# SET EXERCISE A:
Condense the paragraph starting "Born in Casablanca" in the footballer biography below into a short bulleted list that keeps its main facts.
# SET EXERCISE B:
According to the footballer biography below, at what age did Fettah join Raja Casablanca?

# DOCUMENT SECTION:
※
Said Fettah (; born 15 January 1986) is a Moroccan footballer who plays as a midfielder for Bab Berred.

Fettah played for Morocco at the 2005 FIFA World Youth Championship in the Netherlands.

Club career
Born in Casablanca, Fettah joined Raja Casablanca at age 10 after being discovered by Fethi Jamal. Fettah made his debut for the Raja first team in 2004. He made his breakthrough in 2006 under head coach Oscar Fulloné, and grew into a starter for the side which won the Botola in 2009. He decided to leave the club in December 2010 to join city rivals Wydad Casablanca, after spats with management. There, he took part in two CAF Champions League campaigns and reached the final in 2011, which was lost to Espérance Tunis.

After a short return to Raja, a stint with FAR Rabat, a loan to Emirati club Ittihad Kalba, as well as a short stay at Widad Témara in 2018, Fettah began playing for fifth-tier club Bab Berred in 2020.
※
# ENTRIES SUPPLIED:
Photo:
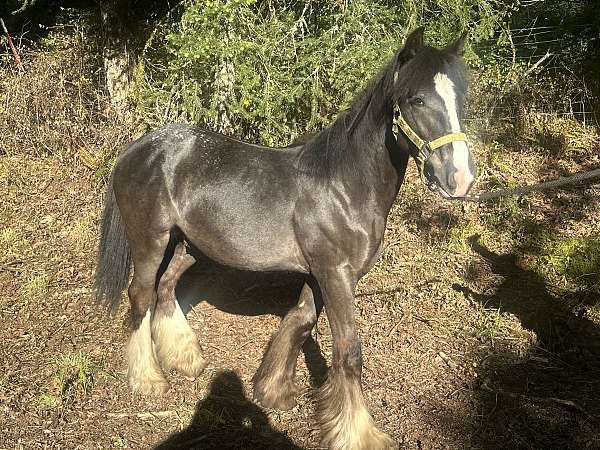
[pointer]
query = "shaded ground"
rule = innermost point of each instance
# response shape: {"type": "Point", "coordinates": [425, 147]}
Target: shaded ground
{"type": "Point", "coordinates": [466, 346]}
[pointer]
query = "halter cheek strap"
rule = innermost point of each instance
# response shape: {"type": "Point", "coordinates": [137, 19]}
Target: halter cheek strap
{"type": "Point", "coordinates": [424, 148]}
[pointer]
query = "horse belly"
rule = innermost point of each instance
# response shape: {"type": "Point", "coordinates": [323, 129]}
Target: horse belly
{"type": "Point", "coordinates": [262, 244]}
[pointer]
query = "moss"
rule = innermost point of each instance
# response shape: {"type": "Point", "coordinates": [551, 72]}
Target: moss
{"type": "Point", "coordinates": [576, 260]}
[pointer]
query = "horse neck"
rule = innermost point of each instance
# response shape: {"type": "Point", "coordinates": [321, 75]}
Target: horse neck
{"type": "Point", "coordinates": [384, 160]}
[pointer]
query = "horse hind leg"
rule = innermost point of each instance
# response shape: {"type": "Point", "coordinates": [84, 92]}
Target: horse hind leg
{"type": "Point", "coordinates": [144, 374]}
{"type": "Point", "coordinates": [274, 385]}
{"type": "Point", "coordinates": [174, 340]}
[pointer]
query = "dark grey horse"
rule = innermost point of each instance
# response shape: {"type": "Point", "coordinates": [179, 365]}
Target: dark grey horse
{"type": "Point", "coordinates": [319, 208]}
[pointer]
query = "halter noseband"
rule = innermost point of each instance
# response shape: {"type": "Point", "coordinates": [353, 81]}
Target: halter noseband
{"type": "Point", "coordinates": [424, 148]}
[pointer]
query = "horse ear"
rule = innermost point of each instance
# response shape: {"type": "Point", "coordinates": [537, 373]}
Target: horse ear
{"type": "Point", "coordinates": [414, 42]}
{"type": "Point", "coordinates": [458, 46]}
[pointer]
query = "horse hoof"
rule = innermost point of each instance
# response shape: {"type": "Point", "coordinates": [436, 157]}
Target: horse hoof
{"type": "Point", "coordinates": [191, 367]}
{"type": "Point", "coordinates": [276, 395]}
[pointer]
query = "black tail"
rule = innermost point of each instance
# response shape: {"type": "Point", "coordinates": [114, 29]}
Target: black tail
{"type": "Point", "coordinates": [114, 257]}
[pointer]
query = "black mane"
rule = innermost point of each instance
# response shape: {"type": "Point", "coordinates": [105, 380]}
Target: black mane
{"type": "Point", "coordinates": [334, 148]}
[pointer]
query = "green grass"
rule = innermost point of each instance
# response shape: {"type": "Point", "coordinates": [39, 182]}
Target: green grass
{"type": "Point", "coordinates": [75, 374]}
{"type": "Point", "coordinates": [48, 402]}
{"type": "Point", "coordinates": [458, 240]}
{"type": "Point", "coordinates": [119, 441]}
{"type": "Point", "coordinates": [574, 260]}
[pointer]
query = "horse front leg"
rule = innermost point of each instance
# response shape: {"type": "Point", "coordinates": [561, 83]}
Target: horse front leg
{"type": "Point", "coordinates": [342, 413]}
{"type": "Point", "coordinates": [274, 385]}
{"type": "Point", "coordinates": [175, 342]}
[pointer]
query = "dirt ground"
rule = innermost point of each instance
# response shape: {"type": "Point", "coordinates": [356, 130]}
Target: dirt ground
{"type": "Point", "coordinates": [465, 345]}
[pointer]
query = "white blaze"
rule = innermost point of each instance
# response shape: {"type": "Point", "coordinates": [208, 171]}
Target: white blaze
{"type": "Point", "coordinates": [460, 152]}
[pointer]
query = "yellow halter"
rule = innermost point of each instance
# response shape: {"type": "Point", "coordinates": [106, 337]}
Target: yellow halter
{"type": "Point", "coordinates": [424, 147]}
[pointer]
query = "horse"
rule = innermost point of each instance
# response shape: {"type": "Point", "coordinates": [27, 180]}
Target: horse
{"type": "Point", "coordinates": [318, 208]}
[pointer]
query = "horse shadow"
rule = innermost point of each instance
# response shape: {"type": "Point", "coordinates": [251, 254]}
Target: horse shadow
{"type": "Point", "coordinates": [546, 396]}
{"type": "Point", "coordinates": [226, 419]}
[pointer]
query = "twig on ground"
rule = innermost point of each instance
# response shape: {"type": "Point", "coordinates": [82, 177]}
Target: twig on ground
{"type": "Point", "coordinates": [144, 415]}
{"type": "Point", "coordinates": [559, 401]}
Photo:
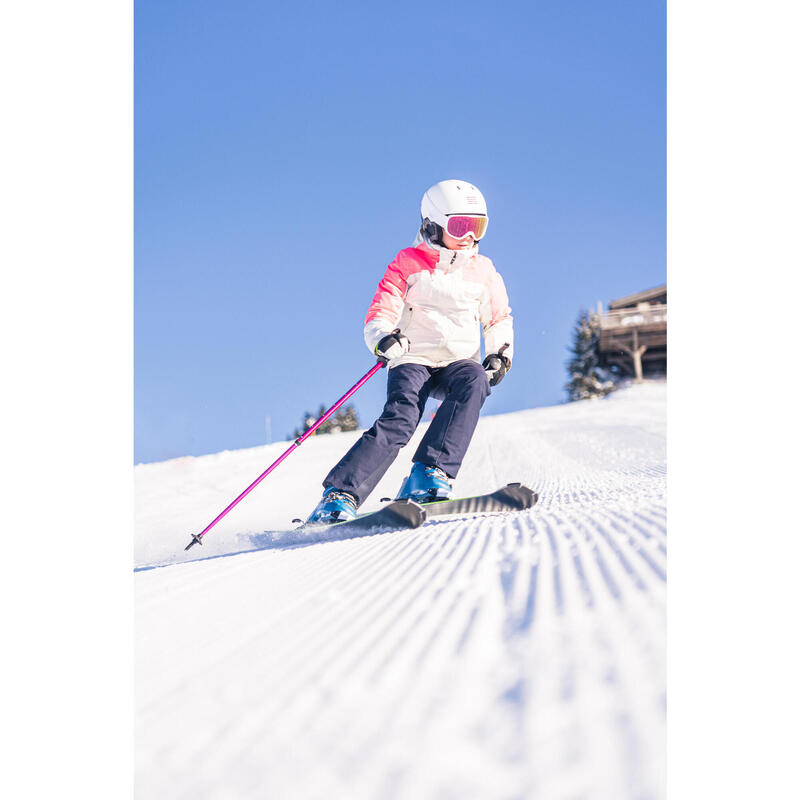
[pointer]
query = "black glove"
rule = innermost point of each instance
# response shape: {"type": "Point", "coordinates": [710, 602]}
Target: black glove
{"type": "Point", "coordinates": [392, 346]}
{"type": "Point", "coordinates": [496, 366]}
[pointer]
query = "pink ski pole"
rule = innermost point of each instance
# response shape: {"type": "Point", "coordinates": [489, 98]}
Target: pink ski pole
{"type": "Point", "coordinates": [196, 538]}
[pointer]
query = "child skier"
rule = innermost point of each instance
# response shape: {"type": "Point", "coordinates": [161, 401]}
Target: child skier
{"type": "Point", "coordinates": [423, 323]}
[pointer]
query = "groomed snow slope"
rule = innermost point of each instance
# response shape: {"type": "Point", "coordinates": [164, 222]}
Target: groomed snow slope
{"type": "Point", "coordinates": [511, 656]}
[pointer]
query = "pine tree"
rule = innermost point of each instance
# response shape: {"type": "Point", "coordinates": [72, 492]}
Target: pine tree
{"type": "Point", "coordinates": [345, 419]}
{"type": "Point", "coordinates": [586, 378]}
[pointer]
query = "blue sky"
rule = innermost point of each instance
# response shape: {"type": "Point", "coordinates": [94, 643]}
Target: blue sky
{"type": "Point", "coordinates": [281, 151]}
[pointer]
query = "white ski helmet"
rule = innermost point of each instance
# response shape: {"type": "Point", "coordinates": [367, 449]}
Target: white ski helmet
{"type": "Point", "coordinates": [452, 198]}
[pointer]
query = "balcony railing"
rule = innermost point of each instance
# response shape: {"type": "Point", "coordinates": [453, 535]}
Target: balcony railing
{"type": "Point", "coordinates": [631, 317]}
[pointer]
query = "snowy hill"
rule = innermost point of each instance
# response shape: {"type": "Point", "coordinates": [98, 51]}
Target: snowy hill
{"type": "Point", "coordinates": [511, 656]}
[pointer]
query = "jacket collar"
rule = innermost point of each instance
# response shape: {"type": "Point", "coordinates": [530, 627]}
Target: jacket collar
{"type": "Point", "coordinates": [445, 259]}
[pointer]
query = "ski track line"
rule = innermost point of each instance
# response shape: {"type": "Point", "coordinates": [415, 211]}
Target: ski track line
{"type": "Point", "coordinates": [484, 657]}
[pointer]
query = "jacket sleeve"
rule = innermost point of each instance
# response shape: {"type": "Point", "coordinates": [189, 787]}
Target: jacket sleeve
{"type": "Point", "coordinates": [386, 306]}
{"type": "Point", "coordinates": [496, 319]}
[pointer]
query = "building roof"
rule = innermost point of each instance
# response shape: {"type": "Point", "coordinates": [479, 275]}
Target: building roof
{"type": "Point", "coordinates": [640, 297]}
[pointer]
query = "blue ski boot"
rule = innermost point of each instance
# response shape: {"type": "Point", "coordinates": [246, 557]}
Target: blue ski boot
{"type": "Point", "coordinates": [425, 484]}
{"type": "Point", "coordinates": [335, 506]}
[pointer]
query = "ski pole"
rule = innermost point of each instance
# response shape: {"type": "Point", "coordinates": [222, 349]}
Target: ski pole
{"type": "Point", "coordinates": [196, 538]}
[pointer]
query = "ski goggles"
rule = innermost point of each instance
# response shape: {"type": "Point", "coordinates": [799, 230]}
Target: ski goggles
{"type": "Point", "coordinates": [459, 226]}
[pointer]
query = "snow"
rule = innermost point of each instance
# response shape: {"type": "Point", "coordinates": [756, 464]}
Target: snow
{"type": "Point", "coordinates": [505, 656]}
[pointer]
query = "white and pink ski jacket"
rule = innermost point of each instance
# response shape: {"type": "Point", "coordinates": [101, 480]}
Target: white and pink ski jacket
{"type": "Point", "coordinates": [441, 299]}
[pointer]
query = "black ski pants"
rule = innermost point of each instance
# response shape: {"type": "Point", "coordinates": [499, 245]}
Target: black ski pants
{"type": "Point", "coordinates": [462, 386]}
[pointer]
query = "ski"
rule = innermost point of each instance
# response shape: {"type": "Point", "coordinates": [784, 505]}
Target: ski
{"type": "Point", "coordinates": [512, 497]}
{"type": "Point", "coordinates": [398, 515]}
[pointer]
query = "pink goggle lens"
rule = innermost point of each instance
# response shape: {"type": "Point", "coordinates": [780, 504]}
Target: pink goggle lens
{"type": "Point", "coordinates": [459, 227]}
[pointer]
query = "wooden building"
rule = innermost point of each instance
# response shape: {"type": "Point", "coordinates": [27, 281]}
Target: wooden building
{"type": "Point", "coordinates": [633, 334]}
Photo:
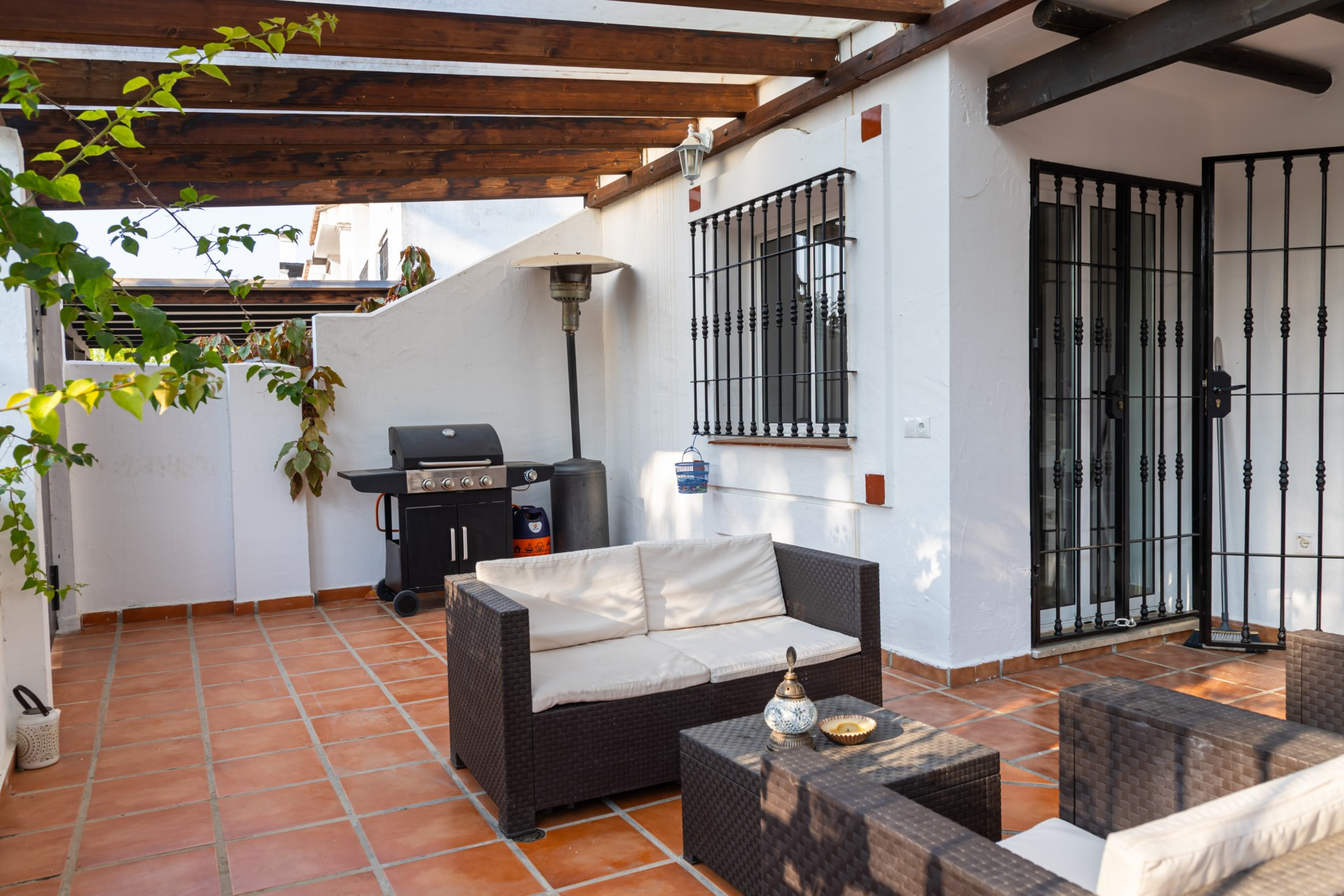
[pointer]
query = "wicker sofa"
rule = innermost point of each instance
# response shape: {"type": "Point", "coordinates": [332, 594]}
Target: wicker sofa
※
# WRITTEN REPLY A:
- Born in Casablanca; joined Raja Casablanca at age 10 after being discovered by Fethi Jamal.
- Debuted for Raja's first team in 2004.
- Broke through in 2006 under head coach Oscar Fulloné and became a starter for the side that won the Botola in 2009.
- Left in December 2010 for city rivals Wydad Casablanca after spats with management.
- At Wydad, played in two CAF Champions League campaigns and reached the 2011 final, lost to Espérance Tunis.

# WRITTEN REPLY B:
He joined Raja Casablanca at age 10.